---------- Record set
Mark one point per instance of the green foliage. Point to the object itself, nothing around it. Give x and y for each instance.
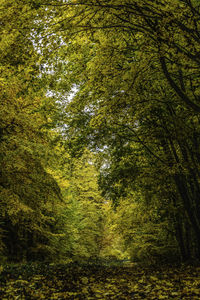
(94, 281)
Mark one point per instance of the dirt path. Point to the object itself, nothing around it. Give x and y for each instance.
(76, 281)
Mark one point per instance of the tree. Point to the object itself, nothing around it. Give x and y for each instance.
(135, 68)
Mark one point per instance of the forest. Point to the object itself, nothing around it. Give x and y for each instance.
(99, 149)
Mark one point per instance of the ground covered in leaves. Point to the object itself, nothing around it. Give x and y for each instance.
(93, 281)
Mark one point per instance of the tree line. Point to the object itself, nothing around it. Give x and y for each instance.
(113, 87)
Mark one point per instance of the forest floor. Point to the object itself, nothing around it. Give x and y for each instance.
(81, 281)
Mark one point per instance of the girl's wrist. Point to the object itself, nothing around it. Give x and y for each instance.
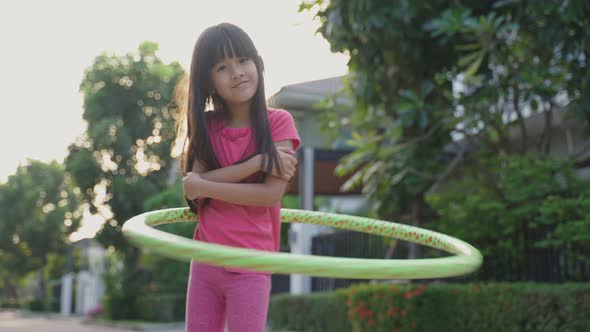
(257, 163)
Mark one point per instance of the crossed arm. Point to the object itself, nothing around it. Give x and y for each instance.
(221, 183)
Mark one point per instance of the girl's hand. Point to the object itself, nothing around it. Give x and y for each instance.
(288, 163)
(191, 185)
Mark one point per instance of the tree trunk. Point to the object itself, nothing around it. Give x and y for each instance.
(415, 250)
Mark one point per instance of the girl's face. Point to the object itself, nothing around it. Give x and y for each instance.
(235, 80)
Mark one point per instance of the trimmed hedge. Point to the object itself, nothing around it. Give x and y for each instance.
(317, 312)
(442, 307)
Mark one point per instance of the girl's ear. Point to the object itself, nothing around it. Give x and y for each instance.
(259, 58)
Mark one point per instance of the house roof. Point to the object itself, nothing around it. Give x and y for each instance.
(304, 96)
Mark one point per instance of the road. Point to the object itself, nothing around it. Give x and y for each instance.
(11, 321)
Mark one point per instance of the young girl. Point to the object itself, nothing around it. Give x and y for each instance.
(237, 161)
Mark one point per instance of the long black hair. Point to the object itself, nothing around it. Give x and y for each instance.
(213, 45)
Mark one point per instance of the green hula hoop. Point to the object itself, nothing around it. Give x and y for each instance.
(466, 258)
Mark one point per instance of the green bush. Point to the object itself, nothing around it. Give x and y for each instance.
(36, 305)
(10, 304)
(161, 307)
(491, 307)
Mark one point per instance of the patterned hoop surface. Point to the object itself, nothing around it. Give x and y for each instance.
(465, 259)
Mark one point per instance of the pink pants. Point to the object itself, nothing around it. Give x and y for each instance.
(214, 294)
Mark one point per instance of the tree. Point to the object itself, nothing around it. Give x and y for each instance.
(131, 127)
(124, 157)
(433, 81)
(39, 209)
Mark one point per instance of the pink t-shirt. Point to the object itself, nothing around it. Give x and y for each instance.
(254, 227)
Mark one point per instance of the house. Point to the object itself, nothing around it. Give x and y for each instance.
(318, 158)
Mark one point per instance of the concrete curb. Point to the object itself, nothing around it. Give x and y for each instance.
(134, 326)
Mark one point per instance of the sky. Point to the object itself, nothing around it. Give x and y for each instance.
(47, 45)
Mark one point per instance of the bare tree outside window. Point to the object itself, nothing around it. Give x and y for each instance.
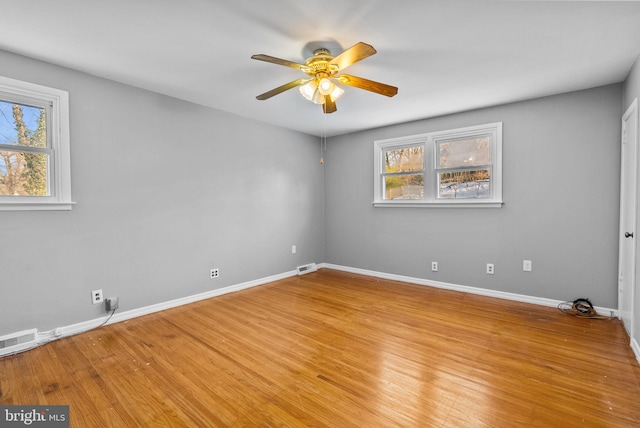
(23, 168)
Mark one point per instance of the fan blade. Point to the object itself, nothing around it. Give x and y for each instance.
(282, 88)
(329, 105)
(368, 85)
(279, 61)
(355, 53)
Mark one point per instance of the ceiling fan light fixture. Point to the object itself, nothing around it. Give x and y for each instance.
(308, 89)
(325, 86)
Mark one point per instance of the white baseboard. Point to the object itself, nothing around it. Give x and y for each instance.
(81, 327)
(466, 289)
(636, 349)
(47, 336)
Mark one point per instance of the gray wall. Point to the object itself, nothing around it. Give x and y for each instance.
(165, 190)
(632, 85)
(561, 160)
(631, 92)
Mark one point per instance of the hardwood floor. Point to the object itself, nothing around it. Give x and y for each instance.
(340, 350)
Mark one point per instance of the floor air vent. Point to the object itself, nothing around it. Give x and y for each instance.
(19, 341)
(311, 267)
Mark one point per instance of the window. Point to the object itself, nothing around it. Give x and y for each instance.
(460, 167)
(34, 147)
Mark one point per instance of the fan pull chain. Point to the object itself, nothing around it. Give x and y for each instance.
(323, 138)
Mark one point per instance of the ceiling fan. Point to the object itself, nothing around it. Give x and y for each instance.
(324, 71)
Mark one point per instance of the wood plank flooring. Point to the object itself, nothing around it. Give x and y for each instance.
(338, 350)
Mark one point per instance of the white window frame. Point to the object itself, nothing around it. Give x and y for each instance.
(56, 102)
(430, 140)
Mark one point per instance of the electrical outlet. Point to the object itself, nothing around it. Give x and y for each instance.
(96, 297)
(111, 303)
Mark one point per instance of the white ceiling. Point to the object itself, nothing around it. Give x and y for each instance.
(444, 56)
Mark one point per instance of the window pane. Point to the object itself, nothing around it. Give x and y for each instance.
(23, 174)
(461, 153)
(22, 125)
(410, 186)
(407, 159)
(464, 184)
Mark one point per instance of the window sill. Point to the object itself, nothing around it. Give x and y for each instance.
(438, 204)
(36, 206)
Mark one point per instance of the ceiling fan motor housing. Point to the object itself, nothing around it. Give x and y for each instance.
(320, 63)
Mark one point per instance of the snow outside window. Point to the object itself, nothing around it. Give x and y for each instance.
(459, 167)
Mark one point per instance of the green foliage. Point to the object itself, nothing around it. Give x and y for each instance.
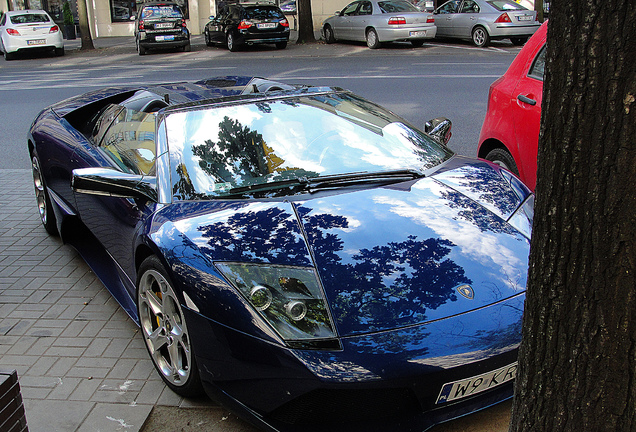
(68, 14)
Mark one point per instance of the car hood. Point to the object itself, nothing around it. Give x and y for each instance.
(386, 257)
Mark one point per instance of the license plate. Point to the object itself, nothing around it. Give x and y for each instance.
(477, 384)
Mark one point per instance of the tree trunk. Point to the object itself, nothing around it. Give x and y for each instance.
(305, 22)
(85, 30)
(577, 361)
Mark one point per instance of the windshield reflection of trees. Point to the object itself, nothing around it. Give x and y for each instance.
(379, 288)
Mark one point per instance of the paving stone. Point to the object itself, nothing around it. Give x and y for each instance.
(116, 417)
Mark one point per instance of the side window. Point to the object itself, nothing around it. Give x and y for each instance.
(351, 9)
(365, 8)
(538, 65)
(470, 6)
(130, 141)
(449, 7)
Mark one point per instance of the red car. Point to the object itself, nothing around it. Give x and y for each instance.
(510, 133)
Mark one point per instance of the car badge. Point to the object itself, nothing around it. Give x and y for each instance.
(466, 291)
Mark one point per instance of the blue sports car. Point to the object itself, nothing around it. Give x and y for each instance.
(302, 255)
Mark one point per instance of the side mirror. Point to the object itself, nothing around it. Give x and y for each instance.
(440, 129)
(108, 182)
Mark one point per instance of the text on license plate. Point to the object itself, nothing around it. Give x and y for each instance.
(477, 384)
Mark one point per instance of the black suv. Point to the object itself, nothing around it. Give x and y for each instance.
(248, 24)
(161, 25)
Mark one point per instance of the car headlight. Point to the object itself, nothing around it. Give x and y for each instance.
(522, 218)
(290, 299)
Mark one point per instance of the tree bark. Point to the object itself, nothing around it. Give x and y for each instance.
(577, 360)
(85, 30)
(305, 22)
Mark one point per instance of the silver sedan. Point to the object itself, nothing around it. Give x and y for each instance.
(375, 22)
(484, 20)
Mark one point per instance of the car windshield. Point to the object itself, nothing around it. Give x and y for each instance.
(29, 18)
(505, 5)
(397, 6)
(216, 150)
(263, 12)
(169, 11)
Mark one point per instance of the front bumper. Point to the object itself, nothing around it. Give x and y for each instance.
--------------------
▶ [Brief] Please copy every record above word for word, leaving the pictures out.

▶ [Output of the task]
Mark one point per instance of the green foliage. Point to the object itself, nothing around it. Give x and y for each instance.
(94, 281)
Mark one point per instance of the dirt path. Point to the object itself, nothing around it. Give x and y for each instance.
(76, 281)
Mark one point per instance of the tree. Point to the object itself, nothing around it. Give x and y for each instance.
(135, 68)
Mark one point per instance of the forest. Point to the object itself, nothing around it. Give x and y for each instance.
(99, 149)
Mark one point per instance of the ground covered in leaves. Point to the object itself, nothing around it. Give x and y for each instance.
(93, 281)
Mark one point per instance of the tree line. Point to the object itself, nothing around it. Give x and y for each instance.
(113, 87)
Mark one point per instance of the forest floor. Point to the object itself, nothing around it. Give x and y for each instance.
(81, 281)
Mark one point per instance of the girl's wrist. Point to the object itself, nothing around it. Give x and y for each instance.
(257, 163)
Mark one point per instance of the crossed arm. Point to the object itself, nothing around it. Give x and y for each instance.
(221, 183)
Mark one point per instance of the girl's hand. Point to the object itself, nothing around it. Give x and y for each instance.
(288, 163)
(191, 185)
Mark one point per instance of the tree trunk. Point to the object itself, nothing around it. Give x and y for each instance.
(415, 250)
Mark one point per instance of the girl's face. Point to the object itself, nothing around it. Give x and y for each instance.
(235, 80)
Mark one point per instance of the trimmed hedge. Point to the object itself, nothing around it. Give x and y for each instance.
(317, 312)
(442, 307)
Mark one point per instance of the girl's ear. Point to the object itself, nothing around it. Give x and y for each instance.
(259, 58)
Mark one point per instance of the house roof. Point to the object itself, nothing around it. Give x and y for each instance.
(304, 96)
Mark one point per instance of the road. Point to the object itself, nothing around it. Give x and y for each instance.
(11, 321)
Mark one point per instance of the young girl. Point to the object itself, nothing around it. Give x and y for each instance.
(237, 161)
Mark one point per instance of the long black hair. Point to the object itself, nothing around it. Give x and y for each instance.
(213, 45)
Mark one point per instance of the green hula hoop. Point to the object itself, nothing around it. Give x and y for each instance.
(466, 258)
Mark one point per instance of the green bush. Point to the object itself, nothing around it. Give x and y for each instance.
(36, 305)
(10, 304)
(161, 307)
(491, 307)
Mark one point per instance of the patterned hoop surface. Point to the object itself, nothing around it. Give x and y for each instance.
(465, 259)
Mark one point per instance of the pink pants. Point to the object itself, nothing around it. Give x and y for each instance.
(214, 294)
Mark one point per instance of the tree. Point to the object itself, nothing around it. Give x and y for each instance.
(131, 127)
(124, 157)
(433, 81)
(39, 209)
Mark one point per instance of the pink t-shirt. Point to the object itself, nothing around it. Give x and y for each instance.
(254, 227)
Mark one point per instance of the house. Point to the object itself, nothing around it. Give x and y for each instance.
(318, 158)
Mark one point per instance of the concrete curb. Point to the object itself, nothing around it. Give x and y for each instance.
(134, 326)
Mark one point per instance of the sky. Point to the object itself, nothing around it. Give x and y for each instance.
(47, 45)
Mark one point per instance of the bare tree outside window. Point to the object itself, nothing around it. Give x and y for each instance.
(23, 168)
Mark one point per instance of the fan blade. Point to the object itself, nothing around it. Give x and y for each instance.
(282, 88)
(329, 105)
(368, 85)
(279, 61)
(355, 53)
Mark one point per instance of the ceiling fan light fixture. Point to the object itself, nothing around it. Give x and y for each instance.
(308, 89)
(325, 86)
Mark one point per instance of the white baseboard. Point to the object itself, nothing around it. Give x and y for each instance.
(81, 327)
(466, 289)
(636, 349)
(47, 336)
Mark one point per instance of the gray wall. Point to the object itself, nothing around it. Give x and y for each instance.
(165, 190)
(632, 85)
(561, 160)
(631, 92)
Mark one point per instance of the hardwood floor. Point to the object itself, nothing around it. Give x and y for each instance.
(340, 350)
Mark one point per instance of the floor air vent. Point to the object itself, nothing around it. Give x and y for each instance.
(19, 341)
(311, 267)
Mark one point per instance of the window. Point to the object itself, nothing around it. Give x and y for each instance.
(460, 167)
(34, 147)
Mark one point per instance of the fan pull chain. Point to the object itself, nothing around it. Give x and y for each instance.
(323, 138)
Mark one point per instance of the ceiling fan. Point to the object itself, nothing around it. Give x and y for each instance.
(324, 71)
Mark one point per instance of the wood plank flooring. Point to the object itself, nothing around it. Give x and y for each instance.
(338, 350)
Mark one point per instance of the white window frame. Point to the object itself, nothing around it. Give x and y for each instance.
(56, 102)
(430, 140)
Mark one point per instance of the electrical outlet. Point to the object itself, nothing around it. Give x and y for each instance.
(96, 297)
(111, 303)
Mark one point per instance of the white ceiling. Point to the object itself, nothing around it. Give x and y for each instance.
(444, 56)
Mark one point per instance of the window pane. Point to the object itself, nothing around it. Give x and y for each instance.
(23, 174)
(461, 153)
(22, 125)
(410, 186)
(407, 159)
(464, 184)
Mark one point per instance of the window sill. Point to the object itself, nothing around it. Give x and y for each instance.
(438, 204)
(36, 206)
Mark one point per instance of the ceiling fan motor housing. Point to the object itself, nothing around it. Give x and y for each instance.
(320, 63)
Mark one point per instance of the snow outside window. Point to the object itself, nothing around it. Give x and y for each instance.
(459, 167)
Mark one point per instance of the green foliage. Point to the object itself, nothing around it. Give x and y for each instance.
(68, 14)
Mark one point per instance of the car hood. Point to the object itself, nothing around it. Give x and y for each instance.
(386, 257)
Mark one point per instance of the license plate. Point to the object itself, nothing around it. Give x and y for each instance.
(477, 384)
Mark one point per instance of the tree trunk. Point to the object itself, nothing around it. Give x and y for each instance.
(305, 22)
(85, 30)
(577, 361)
Mark one point per instance of the windshield reflection of trees. Point to the object itself, nothing around it. Give x and y for each instance.
(379, 288)
Mark one point per instance of the paving stone. Point to the object itself, nothing around it. Give x and y for each instance.
(116, 417)
Mark one point per instance of the side window. Point to the object itself, nothing around it. Give x and y for each instance.
(351, 9)
(365, 8)
(538, 65)
(470, 6)
(130, 141)
(449, 7)
Mark one point per instance of the red car. Point to the object itself, nothing around it. Give x and y for each instance.
(510, 133)
Mark one point per instance of the car badge. Point to the object itself, nothing around it. Give x and y for each instance.
(466, 291)
Mark one point per instance of the blue sports car. Point to the object itself, nothing around it. Give x and y for each instance.
(302, 255)
Mark one point per instance of the side mirror. Point to the object itself, nothing around it. Give x and y for each instance.
(440, 129)
(108, 182)
Mark one point per instance of the text on license plate. Point to the object itself, nothing around it. Give x and y for each instance.
(477, 384)
Mark one point per instance of the black suv. Point to the object itself, nothing around it. Give x and y for each instance.
(248, 24)
(161, 25)
Mark one point per instance of the car headlight. Point to the object itself, nothing around it. Give x and y for each instance.
(522, 218)
(290, 299)
Mark one point per instance of the tree bark. Point to the object itself, nothing around it. Give x and y for each instance.
(577, 360)
(85, 30)
(305, 22)
Mark one point per instance of the silver sedan. Point to the object itself, nothing around it. Give x and y for each instance.
(375, 22)
(484, 20)
Mark one point per instance of the car windshield. Point to the object itself, nothing around it. Give x and y for each instance.
(29, 18)
(505, 5)
(397, 6)
(216, 150)
(263, 12)
(169, 11)
Mark one point per instance of the front bumper. Point to the object itself, nothing around it. Give x and y for each instance.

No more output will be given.